▶ **EXTRAHIERTER TEXT**:
1. Schließt die Hauptversammlung – wie im vorliegenden Falle – in dem Beschluß, mit dem sie ein genehmigtes Kapital schafft, das Recht der Aktionäre auf den Bezug von Aktien aus, sind nach der bisherigen Senatsrechtsprechung, gegen die nach dem Urteil des Europäischen Gerichtshofes vom 19. November 1996 keine Bedenken bestehen, an den Bezugsrechtsausschluß die gleichen materiellen Anforderungen zu stellen wie bei der Kapitalerhöhung gegen Einlagen im Sinne der §§ 182 ff. AktG (BGHZ 125, 239, 241; BGH, Beschl. v. 30 Januar 1995 – II ZR 132/93, ZIP 1995, 372, 373). Danach ist eine solche Maßnahme nur dann gerechtfertigt, wenn sie unter gebührender Berücksichtigung der Folgen, die für die vom Bezugsrecht ausgeschlossenen Aktionäre eintreten, durch sachliche Gründe im Interesse der Gesellschaft gerechtfertigt ist. Die Prüfung dieser sachlichen Wirksamkeitsvoraussetzung schließt eine Abwägung der Gesellschafts- und Aktionärsinteressen und der Verhältnismäßigkeit von Mittel und Zweck ein (BGHZ 71, 40, 44 ff.; BGHZ 83, 319, 321; BGHZ 125, 239, 241; vgl. auch BGHZ 120, 141, 145 f. (Genußrecht)). Darüber hinaus müssen die Voraussetzungen für den Bezugsrechtsausschluß im Beschlußzeitpunkt so konkret feststehen und offengelegt werden, daß die Hauptversammlung sie endgültig beurteilen kann (BGH, Beschl. v. 30. Januar 1995 – II ZR 132/93, ZIP 1995, 372, 373 m.w.N.).
a) Soweit Ermächtigung und Bezugsrechtsausschluß der Beklagten die Ausgabe von Belegschaftsaktien an ihre Arbeitnehmer ermöglichen sollten, genügt der Hauptversammlungsbeschluß den Anforderungen der bisherigen Rechtsprechung. Im Beschluß vom 30. Januar 1995 (aaO S. 373) ist im einzelnen ausgeführt worden, daß die erforderliche sachliche Wirksamkeitsvoraussetzung gegeben und für die Beurteilung durch die Hauptversammlung hinreichend offengelegt worden ist.

▶ **GESPEICHERTE DATEN**:
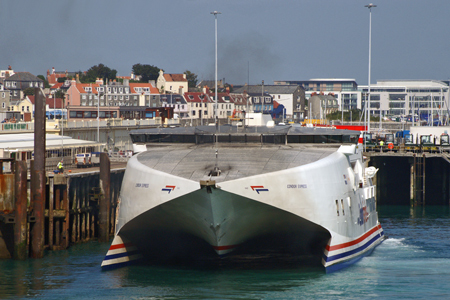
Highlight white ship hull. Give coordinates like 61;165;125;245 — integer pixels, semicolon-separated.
102;145;384;271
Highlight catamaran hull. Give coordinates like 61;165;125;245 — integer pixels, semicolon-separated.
102;145;384;272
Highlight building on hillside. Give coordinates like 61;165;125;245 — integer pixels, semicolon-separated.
233;83;305;122
183;92;213;120
160;94;189;119
248;93;273;115
206;89;235;119
196;79;225;90
306;93;339;122
359;80;450;120
3;72;44;100
128;81;161;107
229;93;253;112
26;95;67;119
274;78;361;111
0;66;14;81
47;67;78;87
156;70;189;95
65;79;160;119
0;82;11;122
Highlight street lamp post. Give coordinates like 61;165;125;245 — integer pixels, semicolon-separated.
97;89;100;143
364;3;381;132
211;10;220;131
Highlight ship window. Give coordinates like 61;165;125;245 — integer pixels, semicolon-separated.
336;200;339;217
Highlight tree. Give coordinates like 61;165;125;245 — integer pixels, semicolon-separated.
23;88;34;96
37;75;50;89
132;64;160;82
184;70;198;87
80;64;117;83
55;90;65;99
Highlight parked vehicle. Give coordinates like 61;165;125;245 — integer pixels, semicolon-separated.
75;153;92;168
91;152;101;167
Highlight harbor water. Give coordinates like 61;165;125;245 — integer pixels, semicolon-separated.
0;206;450;299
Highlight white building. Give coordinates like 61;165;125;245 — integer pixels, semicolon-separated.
358;80;450;118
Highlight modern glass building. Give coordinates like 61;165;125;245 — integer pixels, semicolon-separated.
358;80;450;120
274;78;361;111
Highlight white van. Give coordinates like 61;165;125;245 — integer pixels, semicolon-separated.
75;153;91;168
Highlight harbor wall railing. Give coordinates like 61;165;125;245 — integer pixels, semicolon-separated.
0;117;180;132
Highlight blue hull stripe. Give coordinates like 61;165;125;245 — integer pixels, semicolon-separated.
104;251;139;260
324;231;384;262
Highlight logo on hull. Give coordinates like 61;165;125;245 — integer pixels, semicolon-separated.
250;185;269;194
161;185;176;194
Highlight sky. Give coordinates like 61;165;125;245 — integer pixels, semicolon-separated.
0;0;450;85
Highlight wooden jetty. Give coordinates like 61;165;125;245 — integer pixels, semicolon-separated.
0;157;126;260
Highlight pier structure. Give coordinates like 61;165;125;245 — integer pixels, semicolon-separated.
365;151;450;206
0;159;125;260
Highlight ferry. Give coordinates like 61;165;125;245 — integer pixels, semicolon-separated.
101;126;384;272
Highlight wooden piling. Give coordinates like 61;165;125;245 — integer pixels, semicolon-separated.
62;177;71;249
98;153;111;243
31;88;47;258
48;177;55;250
14;161;28;260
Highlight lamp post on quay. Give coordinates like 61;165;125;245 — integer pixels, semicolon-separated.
364;3;381;134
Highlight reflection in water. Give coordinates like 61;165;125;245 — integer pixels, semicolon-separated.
0;206;450;299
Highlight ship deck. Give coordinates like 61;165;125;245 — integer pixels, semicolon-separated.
137;143;340;182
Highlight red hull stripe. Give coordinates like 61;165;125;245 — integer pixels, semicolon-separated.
213;245;238;251
325;225;381;252
109;243;133;250
250;185;264;190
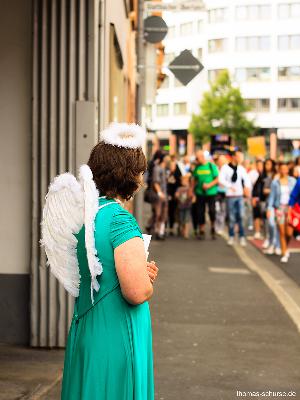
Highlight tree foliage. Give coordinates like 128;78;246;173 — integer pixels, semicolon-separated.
189;71;256;145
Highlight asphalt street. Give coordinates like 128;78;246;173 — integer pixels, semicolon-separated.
151;238;300;400
0;233;300;400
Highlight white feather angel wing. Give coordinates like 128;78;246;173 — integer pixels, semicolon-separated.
41;173;84;297
41;165;102;302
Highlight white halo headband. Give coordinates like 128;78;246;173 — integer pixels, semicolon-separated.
100;122;146;149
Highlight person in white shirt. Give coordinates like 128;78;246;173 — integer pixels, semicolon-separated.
219;151;251;246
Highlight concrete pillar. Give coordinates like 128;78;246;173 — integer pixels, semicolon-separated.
186;133;195;156
169;133;177;154
270;132;277;160
152;135;160;154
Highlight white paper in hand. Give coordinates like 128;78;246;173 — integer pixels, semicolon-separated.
143;233;152;260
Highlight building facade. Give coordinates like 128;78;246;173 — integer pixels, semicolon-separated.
0;0;141;347
148;0;300;156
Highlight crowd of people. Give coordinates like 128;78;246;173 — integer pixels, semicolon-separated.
144;149;300;263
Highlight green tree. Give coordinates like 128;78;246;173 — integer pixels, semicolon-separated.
189;71;256;145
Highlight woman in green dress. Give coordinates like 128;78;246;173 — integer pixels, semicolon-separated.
61;124;158;400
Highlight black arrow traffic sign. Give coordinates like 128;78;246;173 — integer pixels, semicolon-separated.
168;50;204;86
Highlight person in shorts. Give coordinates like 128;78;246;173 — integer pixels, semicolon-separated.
175;174;193;239
193;150;219;240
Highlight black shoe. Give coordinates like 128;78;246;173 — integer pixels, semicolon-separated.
198;232;205;240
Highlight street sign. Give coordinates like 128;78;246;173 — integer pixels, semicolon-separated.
168;50;204;85
144;15;168;43
145;0;205;12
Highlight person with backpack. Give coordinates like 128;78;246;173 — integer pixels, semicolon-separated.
193;150;219;240
219;150;251;246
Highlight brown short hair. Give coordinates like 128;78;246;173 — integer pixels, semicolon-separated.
88;142;147;200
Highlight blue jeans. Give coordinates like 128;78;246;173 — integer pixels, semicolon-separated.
267;208;280;249
227;196;245;238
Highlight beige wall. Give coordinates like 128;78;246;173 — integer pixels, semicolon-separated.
100;0;129;128
0;0;32;274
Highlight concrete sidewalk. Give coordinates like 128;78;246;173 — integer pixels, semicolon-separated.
0;345;64;400
0;234;300;400
152;238;300;400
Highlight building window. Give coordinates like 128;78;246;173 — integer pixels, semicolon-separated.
146;104;152;119
180;22;193;36
160;75;170;89
197;19;203;33
208;39;227;53
167;25;175;39
156;104;169;117
208;8;228;23
278;66;300;81
174;103;187;115
278;98;300;112
165;53;175;64
278;3;300;19
235;36;271;51
278;35;300;50
208;68;227;82
235;4;271;21
174;77;183;87
235;67;271;82
245;99;270;113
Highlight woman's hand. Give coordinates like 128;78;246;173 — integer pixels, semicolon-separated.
147;261;158;284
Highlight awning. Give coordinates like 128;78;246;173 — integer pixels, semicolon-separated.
277;128;300;140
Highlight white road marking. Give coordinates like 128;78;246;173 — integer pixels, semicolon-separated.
208;267;250;275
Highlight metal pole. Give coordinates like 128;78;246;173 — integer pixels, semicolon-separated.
134;0;145;226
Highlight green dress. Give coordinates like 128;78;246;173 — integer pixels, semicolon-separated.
61;198;154;400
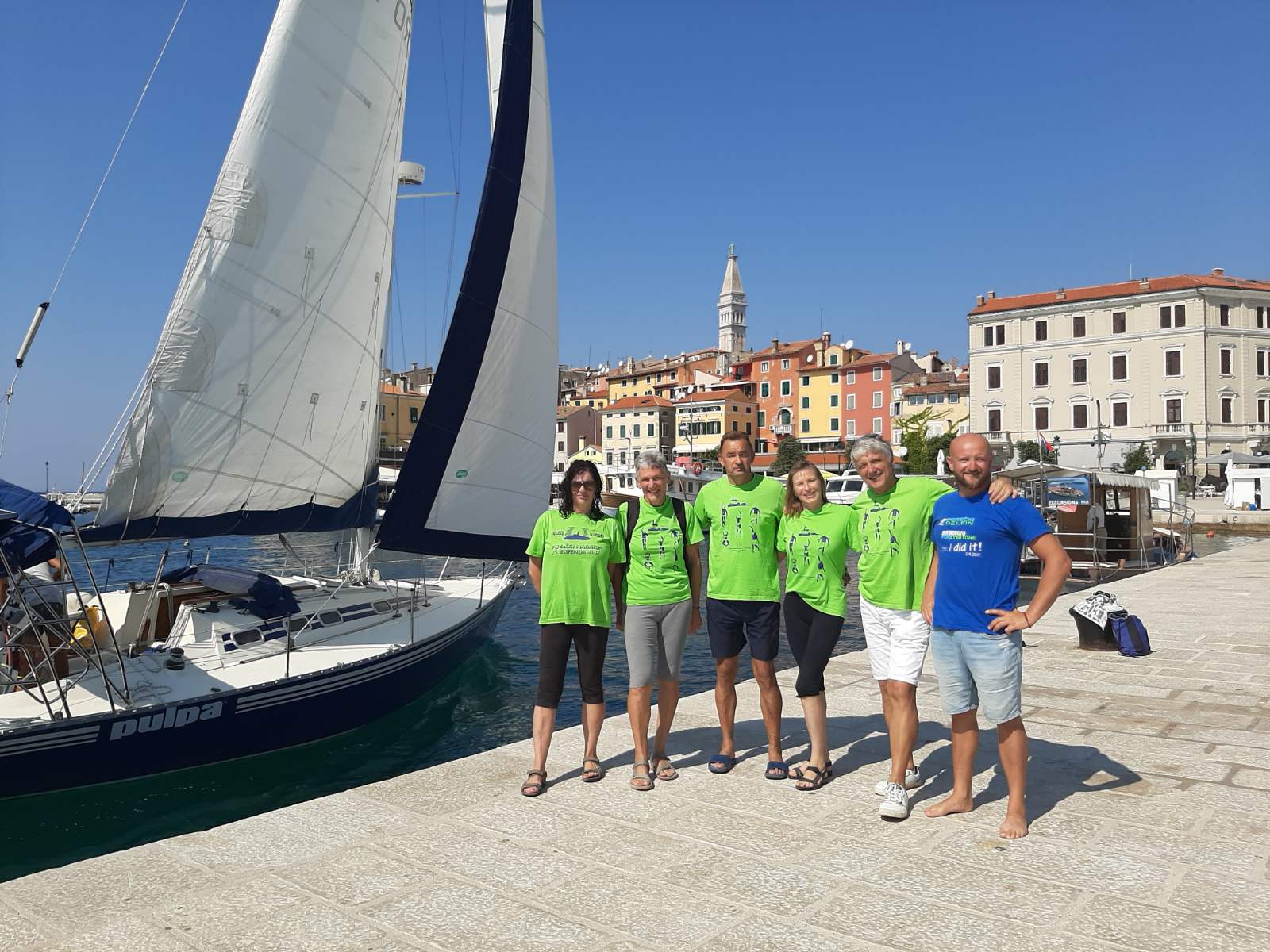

▶ **AUFGABENDETAILS**:
Nenne bitte das Datum des Urteils des Europäischen Gerichtshofes, das der Text zum Bezugsrechtsausschluss anführt.

▶ **DIE ANTWORT**:
19. November 1996